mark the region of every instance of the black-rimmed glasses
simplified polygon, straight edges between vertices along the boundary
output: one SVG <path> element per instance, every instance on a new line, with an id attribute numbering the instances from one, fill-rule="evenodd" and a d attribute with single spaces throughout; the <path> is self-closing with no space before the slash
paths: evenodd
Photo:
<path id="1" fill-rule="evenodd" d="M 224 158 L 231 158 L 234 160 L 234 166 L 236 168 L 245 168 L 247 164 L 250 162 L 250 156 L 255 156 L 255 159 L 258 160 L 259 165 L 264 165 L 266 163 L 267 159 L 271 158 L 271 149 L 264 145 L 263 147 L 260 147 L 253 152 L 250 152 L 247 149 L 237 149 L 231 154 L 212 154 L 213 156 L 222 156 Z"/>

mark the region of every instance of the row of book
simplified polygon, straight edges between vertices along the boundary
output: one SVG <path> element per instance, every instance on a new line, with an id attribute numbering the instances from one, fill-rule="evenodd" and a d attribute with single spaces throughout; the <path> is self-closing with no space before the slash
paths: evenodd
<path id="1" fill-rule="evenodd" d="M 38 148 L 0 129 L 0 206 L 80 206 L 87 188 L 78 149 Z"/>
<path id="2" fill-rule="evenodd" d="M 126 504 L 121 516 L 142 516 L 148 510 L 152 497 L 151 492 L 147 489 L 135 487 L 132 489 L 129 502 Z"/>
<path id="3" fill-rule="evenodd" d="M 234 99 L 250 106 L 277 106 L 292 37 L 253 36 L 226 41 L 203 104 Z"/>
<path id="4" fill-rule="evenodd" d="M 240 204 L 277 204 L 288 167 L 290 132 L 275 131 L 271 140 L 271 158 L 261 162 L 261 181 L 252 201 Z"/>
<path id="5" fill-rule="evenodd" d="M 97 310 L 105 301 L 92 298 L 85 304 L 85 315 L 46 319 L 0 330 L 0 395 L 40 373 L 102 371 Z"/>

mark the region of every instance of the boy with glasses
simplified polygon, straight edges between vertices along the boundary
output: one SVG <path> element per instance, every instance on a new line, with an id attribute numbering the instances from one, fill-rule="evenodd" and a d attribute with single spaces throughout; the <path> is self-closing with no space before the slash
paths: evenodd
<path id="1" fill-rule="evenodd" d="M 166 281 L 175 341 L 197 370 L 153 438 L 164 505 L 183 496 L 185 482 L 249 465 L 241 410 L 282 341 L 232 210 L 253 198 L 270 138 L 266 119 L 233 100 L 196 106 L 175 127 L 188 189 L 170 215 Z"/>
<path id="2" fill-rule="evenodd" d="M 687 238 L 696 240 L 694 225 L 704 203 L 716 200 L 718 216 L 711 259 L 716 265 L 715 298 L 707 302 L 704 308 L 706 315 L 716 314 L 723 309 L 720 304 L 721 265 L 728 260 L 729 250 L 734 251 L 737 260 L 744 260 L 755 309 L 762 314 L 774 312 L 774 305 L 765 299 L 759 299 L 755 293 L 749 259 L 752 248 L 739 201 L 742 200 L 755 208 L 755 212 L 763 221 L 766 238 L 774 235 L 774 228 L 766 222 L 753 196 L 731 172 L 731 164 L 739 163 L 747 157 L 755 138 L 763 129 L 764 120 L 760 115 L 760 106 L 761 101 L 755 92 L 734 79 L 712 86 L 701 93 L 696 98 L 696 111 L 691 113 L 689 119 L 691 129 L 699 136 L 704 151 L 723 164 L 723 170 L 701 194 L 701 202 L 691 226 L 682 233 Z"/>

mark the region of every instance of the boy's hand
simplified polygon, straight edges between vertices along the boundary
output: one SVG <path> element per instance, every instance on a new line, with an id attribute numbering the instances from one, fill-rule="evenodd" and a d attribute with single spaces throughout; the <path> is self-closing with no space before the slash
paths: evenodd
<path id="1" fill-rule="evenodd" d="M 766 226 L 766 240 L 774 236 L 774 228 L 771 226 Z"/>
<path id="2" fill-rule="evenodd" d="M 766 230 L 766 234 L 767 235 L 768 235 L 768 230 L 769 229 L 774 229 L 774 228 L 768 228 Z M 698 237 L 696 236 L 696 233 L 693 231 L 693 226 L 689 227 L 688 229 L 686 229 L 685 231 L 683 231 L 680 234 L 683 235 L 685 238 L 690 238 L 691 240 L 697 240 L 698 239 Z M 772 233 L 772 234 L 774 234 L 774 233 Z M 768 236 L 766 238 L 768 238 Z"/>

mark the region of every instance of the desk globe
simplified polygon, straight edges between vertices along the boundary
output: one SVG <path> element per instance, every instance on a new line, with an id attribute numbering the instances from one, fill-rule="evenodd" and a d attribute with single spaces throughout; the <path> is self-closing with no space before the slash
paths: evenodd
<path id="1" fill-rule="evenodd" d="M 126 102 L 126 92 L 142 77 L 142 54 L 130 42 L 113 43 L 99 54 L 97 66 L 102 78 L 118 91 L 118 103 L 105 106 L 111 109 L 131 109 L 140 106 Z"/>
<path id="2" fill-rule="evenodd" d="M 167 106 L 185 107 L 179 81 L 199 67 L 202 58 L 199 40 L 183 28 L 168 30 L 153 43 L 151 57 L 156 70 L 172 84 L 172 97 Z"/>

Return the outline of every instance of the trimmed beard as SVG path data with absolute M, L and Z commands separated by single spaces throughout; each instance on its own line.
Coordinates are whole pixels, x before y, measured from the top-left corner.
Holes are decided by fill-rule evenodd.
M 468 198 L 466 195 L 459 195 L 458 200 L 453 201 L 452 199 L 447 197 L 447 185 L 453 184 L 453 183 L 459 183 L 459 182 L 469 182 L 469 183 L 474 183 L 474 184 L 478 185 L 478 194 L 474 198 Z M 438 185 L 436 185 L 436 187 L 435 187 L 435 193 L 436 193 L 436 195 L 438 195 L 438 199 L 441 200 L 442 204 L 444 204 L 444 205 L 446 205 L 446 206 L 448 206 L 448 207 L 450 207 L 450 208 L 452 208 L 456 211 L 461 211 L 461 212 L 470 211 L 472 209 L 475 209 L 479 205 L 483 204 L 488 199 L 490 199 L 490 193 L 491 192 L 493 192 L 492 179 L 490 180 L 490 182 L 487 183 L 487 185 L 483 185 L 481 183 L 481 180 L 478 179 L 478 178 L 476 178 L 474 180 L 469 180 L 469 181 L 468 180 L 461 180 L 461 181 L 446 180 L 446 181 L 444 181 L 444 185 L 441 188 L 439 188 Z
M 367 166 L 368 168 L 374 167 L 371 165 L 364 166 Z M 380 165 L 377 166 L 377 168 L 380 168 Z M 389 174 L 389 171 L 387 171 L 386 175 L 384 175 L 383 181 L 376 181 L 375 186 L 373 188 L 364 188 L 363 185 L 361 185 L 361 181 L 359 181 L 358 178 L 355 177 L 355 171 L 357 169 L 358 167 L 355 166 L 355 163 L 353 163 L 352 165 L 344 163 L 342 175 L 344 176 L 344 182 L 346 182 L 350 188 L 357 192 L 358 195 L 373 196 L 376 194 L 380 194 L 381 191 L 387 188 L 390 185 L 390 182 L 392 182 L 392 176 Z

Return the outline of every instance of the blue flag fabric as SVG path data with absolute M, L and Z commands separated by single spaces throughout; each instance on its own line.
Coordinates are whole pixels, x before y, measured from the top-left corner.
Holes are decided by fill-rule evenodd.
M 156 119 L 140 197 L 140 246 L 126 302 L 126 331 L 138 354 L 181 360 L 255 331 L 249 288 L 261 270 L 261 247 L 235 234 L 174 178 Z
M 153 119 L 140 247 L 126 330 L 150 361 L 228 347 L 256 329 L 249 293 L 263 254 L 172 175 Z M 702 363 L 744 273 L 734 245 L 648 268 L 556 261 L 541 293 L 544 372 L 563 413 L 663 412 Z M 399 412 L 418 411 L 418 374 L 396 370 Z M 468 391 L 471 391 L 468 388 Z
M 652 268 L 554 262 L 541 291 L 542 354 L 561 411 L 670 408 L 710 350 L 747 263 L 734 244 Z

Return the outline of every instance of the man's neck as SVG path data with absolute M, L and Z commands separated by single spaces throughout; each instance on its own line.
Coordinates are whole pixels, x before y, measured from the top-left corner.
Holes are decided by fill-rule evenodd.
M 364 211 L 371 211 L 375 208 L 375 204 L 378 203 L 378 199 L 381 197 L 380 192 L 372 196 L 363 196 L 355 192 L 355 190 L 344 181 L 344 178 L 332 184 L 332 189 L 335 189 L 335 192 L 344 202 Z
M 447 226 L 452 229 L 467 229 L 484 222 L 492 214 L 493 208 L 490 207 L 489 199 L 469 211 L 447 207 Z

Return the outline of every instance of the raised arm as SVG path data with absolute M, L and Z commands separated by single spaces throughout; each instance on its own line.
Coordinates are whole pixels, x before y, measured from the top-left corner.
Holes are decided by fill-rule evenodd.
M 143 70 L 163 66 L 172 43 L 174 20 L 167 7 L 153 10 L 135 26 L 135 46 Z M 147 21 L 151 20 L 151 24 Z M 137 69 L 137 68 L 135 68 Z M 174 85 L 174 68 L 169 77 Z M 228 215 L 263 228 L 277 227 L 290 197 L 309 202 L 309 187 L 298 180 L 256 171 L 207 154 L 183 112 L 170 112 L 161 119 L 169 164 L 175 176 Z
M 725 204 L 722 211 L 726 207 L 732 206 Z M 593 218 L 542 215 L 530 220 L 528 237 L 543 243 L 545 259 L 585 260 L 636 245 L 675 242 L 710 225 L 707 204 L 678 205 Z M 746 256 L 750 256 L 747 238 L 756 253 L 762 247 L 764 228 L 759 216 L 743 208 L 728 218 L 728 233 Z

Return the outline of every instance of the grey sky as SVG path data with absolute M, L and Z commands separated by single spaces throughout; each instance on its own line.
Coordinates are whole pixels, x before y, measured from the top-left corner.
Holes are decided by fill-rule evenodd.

........

ASSIGNMENT: Wherever the word "data" occurs in a line of the listing, copy that line.

RESPONSE TO THE EXERCISE:
Return the outline of every instance of the trimmed beard as SVG path data with absolute M, L and Z commands separated by single spaces throughout; each instance on its own line.
Return the outline of every instance of the blue flag fabric as SVG path data with absolute M, L and Z commands separated by single spaces throughout; each instance on its own line.
Return the outline of every instance of the man's neck as SVG path data with absolute M, L and Z commands separated by single spaces throughout; each instance on its own line.
Return the outline of every instance of the raised arm as SVG path data with absolute M, L and Z commands separated by single spaces throughout; each instance on its own line.
Return the outline of every instance of the grey sky as SVG path data with absolute M, L and Z commands separated by single spaces throughout; each instance on its own line.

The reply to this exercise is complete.